- O QUE FAZER
**1)** Transcreva o trecho do ensaio sobre forma e conteúdo que começa com as palavras que contêm "Como marxistas, podemos" e termina com "Não há outra.".
**2)** No ensaio sobre forma e conteúdo, o que é apontado como a única ferramenta operacional para obter as respostas necessárias?

A relação dialética entre forma e conteúdo

Um breve ensaio do camarada Fabiano sobre a dialética nos dias de hoje.

Como marxistas, podemos contatar e dialogar com todas as realidades da vida do ser humano, em todas as suas esferas: tanto na história quanto na filosofia. E obter as respostas necessárias para nos guiar no tempo histórico em que vivemos. O materialismo dialético é a única ferramenta operacional para isto. Não há outra.

A curiosidade com relação à esfera da produção artística – um tema que sempre me interessou muito – me levou a tentar estabelecer, à luz do marxismo, aproximação a uma questão de não pouca importância teórica e prática: a questão da relação dialética entre forma e conteúdo. Outros marxistas já o fizeram antes e com muito mais mérito; primeiro, investigando o fenômeno sobre o qual se debruçavam e, depois, fazendo a exposição de suas descobertas. Mas eu necessitava enriquecer meu patrimônio cultural-intelectual reinventando a roda. Reinventar a roda é uma excelente metodologia de aprendizado; ousaria afirmar que é uma das melhores, uma das mais produtivas. Pelo menos, para mim, o tem sido.

- MATERIAL APRESENTADO
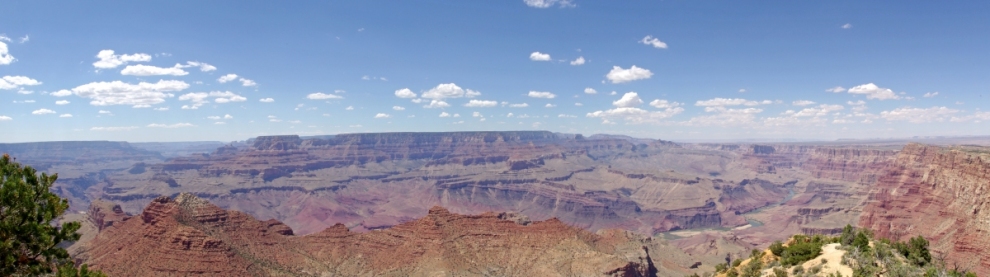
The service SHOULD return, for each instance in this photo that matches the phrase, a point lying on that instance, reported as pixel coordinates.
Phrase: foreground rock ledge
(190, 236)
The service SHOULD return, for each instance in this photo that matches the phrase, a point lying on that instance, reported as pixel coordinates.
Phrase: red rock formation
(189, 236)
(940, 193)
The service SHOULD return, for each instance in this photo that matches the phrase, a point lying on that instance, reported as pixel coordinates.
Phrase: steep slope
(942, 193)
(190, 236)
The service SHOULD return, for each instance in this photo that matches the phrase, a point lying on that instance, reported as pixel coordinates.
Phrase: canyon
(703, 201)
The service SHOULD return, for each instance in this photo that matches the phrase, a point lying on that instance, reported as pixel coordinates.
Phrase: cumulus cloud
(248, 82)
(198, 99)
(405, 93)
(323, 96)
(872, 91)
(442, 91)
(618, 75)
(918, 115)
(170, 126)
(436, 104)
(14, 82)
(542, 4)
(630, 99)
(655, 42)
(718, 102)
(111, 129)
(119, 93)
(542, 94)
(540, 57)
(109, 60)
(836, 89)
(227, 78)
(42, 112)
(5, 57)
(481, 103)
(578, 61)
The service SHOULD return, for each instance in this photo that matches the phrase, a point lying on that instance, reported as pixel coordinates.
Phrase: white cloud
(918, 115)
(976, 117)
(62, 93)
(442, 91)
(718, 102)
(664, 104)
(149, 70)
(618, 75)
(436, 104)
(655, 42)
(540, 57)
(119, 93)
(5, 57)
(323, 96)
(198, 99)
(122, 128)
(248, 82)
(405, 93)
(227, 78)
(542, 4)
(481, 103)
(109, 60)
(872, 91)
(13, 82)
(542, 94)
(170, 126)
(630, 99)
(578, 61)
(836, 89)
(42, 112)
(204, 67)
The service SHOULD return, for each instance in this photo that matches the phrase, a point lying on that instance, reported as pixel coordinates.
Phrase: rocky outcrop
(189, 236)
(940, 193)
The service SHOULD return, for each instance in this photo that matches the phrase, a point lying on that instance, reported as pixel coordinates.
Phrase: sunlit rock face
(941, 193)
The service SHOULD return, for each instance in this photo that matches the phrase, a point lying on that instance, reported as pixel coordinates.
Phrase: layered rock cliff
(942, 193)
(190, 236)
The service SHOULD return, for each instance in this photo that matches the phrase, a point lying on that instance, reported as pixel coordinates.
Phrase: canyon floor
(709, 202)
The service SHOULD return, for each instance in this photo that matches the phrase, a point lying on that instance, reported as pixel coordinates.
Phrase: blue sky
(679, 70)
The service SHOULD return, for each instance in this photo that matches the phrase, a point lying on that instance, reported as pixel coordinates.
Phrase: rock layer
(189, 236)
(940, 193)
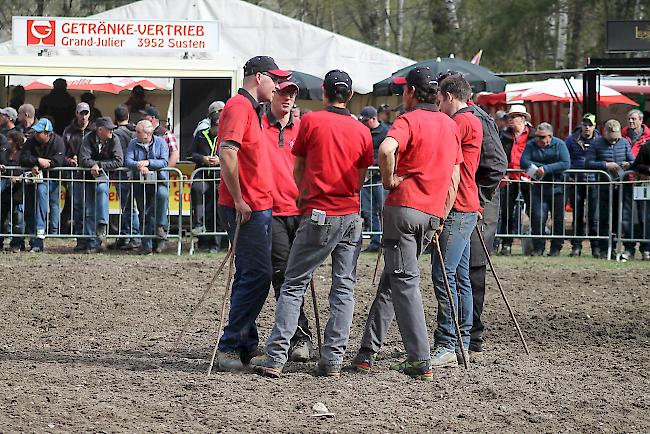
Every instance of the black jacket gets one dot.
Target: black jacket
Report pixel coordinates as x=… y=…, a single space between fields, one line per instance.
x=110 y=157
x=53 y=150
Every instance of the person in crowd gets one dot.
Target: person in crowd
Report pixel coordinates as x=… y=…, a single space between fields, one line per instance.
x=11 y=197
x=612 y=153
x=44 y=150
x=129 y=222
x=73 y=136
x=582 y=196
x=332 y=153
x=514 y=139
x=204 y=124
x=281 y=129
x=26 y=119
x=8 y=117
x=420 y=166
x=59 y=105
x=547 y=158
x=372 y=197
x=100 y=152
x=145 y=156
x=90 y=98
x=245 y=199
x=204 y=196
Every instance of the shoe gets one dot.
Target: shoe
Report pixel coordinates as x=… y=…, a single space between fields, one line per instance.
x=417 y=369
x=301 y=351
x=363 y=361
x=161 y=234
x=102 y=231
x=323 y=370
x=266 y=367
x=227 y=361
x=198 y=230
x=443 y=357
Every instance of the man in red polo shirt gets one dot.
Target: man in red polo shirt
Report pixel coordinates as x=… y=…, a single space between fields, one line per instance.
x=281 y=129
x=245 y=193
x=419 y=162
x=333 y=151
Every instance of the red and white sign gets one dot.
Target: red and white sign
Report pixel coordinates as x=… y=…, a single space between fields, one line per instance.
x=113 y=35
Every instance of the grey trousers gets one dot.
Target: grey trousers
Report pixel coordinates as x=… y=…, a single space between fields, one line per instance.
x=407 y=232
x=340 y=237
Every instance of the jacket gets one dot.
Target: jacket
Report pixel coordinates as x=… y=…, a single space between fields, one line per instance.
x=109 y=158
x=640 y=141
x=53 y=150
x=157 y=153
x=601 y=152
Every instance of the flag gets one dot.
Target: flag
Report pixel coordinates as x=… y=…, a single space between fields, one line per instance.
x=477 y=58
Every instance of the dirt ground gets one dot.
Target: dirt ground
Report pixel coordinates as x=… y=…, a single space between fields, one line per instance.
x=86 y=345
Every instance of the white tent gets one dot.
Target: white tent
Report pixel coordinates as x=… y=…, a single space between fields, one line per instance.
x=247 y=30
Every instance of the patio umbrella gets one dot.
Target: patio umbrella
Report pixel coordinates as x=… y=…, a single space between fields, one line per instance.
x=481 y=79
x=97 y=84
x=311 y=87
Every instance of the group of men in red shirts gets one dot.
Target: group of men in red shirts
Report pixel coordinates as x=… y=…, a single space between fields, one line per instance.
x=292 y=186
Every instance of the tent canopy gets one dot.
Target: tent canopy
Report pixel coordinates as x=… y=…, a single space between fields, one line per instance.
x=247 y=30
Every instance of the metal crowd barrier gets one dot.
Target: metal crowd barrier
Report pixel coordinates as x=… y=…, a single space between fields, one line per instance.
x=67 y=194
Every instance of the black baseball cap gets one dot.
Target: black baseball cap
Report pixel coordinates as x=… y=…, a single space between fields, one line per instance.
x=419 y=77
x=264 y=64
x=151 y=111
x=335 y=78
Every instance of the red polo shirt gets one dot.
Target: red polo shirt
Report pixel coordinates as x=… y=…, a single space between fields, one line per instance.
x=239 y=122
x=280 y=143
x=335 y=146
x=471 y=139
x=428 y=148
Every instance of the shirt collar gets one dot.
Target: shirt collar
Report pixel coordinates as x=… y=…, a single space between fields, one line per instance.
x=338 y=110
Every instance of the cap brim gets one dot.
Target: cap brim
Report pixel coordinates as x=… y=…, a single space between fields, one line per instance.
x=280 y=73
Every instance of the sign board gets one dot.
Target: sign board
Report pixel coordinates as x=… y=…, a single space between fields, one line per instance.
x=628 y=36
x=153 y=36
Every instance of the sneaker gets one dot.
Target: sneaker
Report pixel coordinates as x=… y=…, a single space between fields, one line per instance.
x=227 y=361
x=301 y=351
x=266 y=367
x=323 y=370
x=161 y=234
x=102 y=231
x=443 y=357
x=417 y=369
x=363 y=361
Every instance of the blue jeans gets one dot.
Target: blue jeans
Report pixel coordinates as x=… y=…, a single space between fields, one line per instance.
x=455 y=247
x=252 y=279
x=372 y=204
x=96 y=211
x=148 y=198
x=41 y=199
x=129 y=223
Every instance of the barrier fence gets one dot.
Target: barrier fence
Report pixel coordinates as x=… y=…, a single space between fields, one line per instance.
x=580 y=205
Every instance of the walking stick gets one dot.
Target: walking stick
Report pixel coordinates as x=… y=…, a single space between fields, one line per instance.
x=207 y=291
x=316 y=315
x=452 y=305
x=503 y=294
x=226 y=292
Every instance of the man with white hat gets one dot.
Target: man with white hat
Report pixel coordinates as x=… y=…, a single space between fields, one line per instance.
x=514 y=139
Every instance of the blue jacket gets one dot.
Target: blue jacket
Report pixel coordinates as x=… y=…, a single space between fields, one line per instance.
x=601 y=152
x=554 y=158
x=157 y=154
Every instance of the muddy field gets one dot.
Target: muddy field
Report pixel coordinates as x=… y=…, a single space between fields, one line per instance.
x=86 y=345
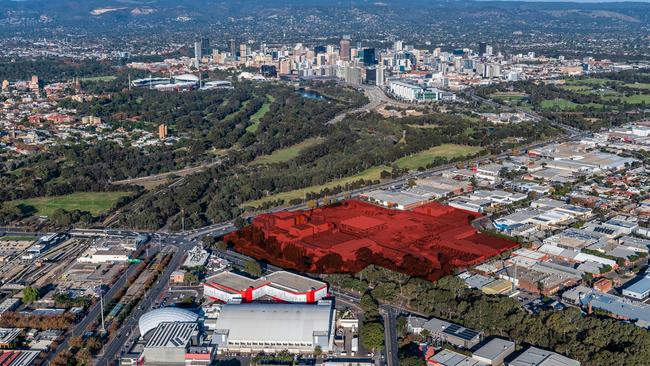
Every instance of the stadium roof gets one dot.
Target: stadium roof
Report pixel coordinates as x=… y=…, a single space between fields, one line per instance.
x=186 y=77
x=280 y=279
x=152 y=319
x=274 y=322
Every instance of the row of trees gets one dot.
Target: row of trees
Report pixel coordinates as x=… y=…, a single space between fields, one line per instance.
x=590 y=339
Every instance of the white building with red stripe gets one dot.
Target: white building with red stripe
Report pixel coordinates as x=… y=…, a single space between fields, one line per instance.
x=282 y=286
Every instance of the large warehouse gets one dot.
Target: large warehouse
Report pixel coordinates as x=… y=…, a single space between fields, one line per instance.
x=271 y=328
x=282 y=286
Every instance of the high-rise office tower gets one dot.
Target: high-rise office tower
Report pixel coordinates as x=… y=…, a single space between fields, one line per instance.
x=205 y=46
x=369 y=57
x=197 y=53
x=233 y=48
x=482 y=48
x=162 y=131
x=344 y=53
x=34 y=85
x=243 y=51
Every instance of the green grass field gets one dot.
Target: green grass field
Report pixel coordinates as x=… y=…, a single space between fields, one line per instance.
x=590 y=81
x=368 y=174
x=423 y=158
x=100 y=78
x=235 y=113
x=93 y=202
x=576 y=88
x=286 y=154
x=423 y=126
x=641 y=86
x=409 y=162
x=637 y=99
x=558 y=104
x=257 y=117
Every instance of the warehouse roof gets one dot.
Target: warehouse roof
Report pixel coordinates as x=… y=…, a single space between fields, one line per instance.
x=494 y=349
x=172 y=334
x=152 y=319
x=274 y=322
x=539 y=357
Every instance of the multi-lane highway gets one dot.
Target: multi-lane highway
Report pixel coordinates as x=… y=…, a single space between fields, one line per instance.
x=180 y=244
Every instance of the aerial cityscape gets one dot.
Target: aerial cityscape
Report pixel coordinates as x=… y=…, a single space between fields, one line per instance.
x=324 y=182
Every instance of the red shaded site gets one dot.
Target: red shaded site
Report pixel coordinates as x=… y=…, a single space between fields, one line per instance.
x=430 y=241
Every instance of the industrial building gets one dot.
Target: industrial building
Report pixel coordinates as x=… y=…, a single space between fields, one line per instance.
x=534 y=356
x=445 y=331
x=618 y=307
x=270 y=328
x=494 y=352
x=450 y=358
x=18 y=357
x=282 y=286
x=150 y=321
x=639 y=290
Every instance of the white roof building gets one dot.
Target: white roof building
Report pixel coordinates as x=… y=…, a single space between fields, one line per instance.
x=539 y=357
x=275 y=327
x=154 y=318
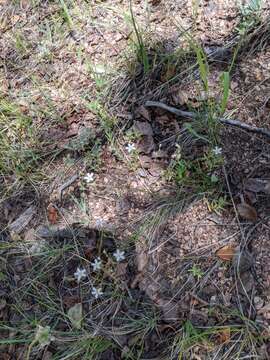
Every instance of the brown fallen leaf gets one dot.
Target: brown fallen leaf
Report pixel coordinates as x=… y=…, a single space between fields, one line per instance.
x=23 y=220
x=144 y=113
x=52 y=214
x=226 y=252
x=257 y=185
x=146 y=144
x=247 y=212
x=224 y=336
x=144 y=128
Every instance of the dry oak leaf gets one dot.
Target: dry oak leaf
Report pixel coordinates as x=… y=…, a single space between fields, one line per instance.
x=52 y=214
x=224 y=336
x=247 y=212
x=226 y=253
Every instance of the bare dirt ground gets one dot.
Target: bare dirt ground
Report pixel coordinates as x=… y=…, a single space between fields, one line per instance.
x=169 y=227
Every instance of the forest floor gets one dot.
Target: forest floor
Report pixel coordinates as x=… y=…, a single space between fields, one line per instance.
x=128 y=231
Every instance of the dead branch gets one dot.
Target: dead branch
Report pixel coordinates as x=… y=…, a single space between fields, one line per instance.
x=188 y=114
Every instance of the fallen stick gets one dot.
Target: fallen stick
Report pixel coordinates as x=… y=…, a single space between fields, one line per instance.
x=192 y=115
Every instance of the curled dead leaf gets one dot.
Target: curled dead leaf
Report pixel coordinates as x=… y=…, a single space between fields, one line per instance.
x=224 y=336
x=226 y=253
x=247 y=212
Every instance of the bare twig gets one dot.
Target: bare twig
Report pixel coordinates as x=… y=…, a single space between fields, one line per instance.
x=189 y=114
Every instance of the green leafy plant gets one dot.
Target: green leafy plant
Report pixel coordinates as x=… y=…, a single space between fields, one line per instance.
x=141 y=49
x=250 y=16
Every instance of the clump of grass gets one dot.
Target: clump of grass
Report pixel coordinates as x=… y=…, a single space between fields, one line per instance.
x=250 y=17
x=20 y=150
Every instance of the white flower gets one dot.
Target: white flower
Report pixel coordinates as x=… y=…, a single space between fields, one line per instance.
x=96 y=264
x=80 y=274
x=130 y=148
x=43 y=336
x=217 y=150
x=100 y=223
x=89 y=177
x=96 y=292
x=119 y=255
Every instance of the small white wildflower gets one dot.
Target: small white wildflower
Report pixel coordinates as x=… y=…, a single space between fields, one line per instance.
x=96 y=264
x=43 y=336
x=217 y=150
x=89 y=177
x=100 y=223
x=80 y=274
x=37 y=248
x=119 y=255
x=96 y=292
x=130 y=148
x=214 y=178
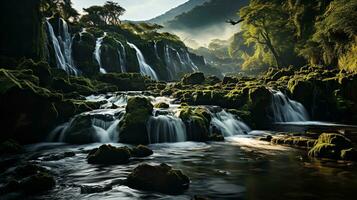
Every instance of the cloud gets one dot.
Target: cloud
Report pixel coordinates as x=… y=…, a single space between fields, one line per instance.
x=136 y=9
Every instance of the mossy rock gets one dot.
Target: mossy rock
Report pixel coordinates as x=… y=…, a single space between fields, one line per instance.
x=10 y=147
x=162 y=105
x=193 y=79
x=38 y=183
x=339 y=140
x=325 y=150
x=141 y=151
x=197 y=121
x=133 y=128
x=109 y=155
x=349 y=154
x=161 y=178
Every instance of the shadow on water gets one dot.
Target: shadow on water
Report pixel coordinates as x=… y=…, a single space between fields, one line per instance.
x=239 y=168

- RESPOSTAS ÀS TAREFAS
**1)**
Como marxistas, podemos contatar e dialogar com todas as realidades da vida do ser humano, em todas as suas esferas: tanto na história quanto na filosofia. E obter as respostas necessárias para nos guiar no tempo histórico em que vivemos. O materialismo dialético é a única ferramenta operacional para isto. Não há outra.

**2)** O materialismo dialético.